[Items from a data source]
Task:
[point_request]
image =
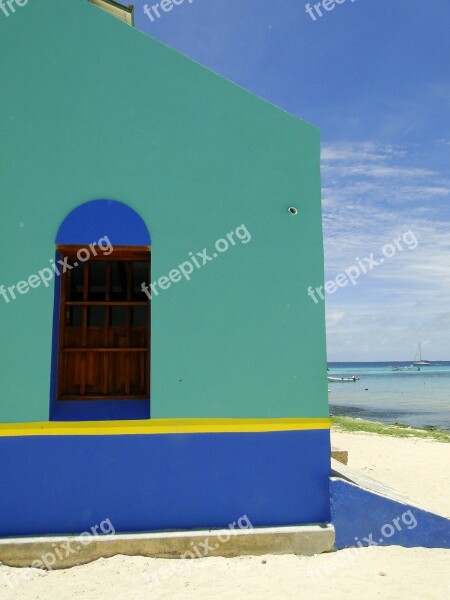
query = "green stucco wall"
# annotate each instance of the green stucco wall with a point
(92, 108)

---

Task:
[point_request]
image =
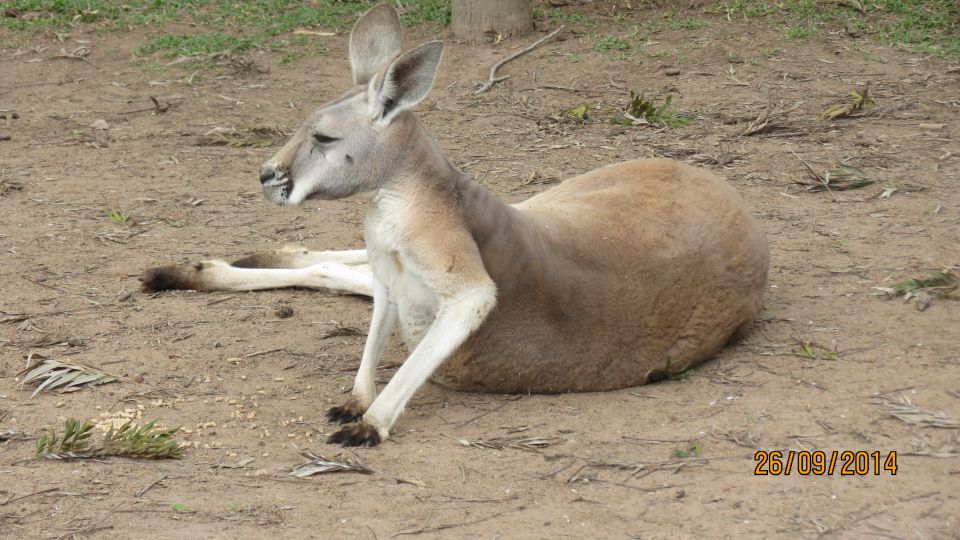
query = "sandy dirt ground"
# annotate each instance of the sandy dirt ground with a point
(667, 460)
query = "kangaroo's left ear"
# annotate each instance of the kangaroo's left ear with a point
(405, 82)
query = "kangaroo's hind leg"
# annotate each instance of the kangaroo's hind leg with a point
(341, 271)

Task details: Show all lines above that contain "query".

Exercise answer:
query = "green stucco wall"
query = "sandy dirt ground"
query = "kangaroo's left ear"
query = "kangaroo's hind leg"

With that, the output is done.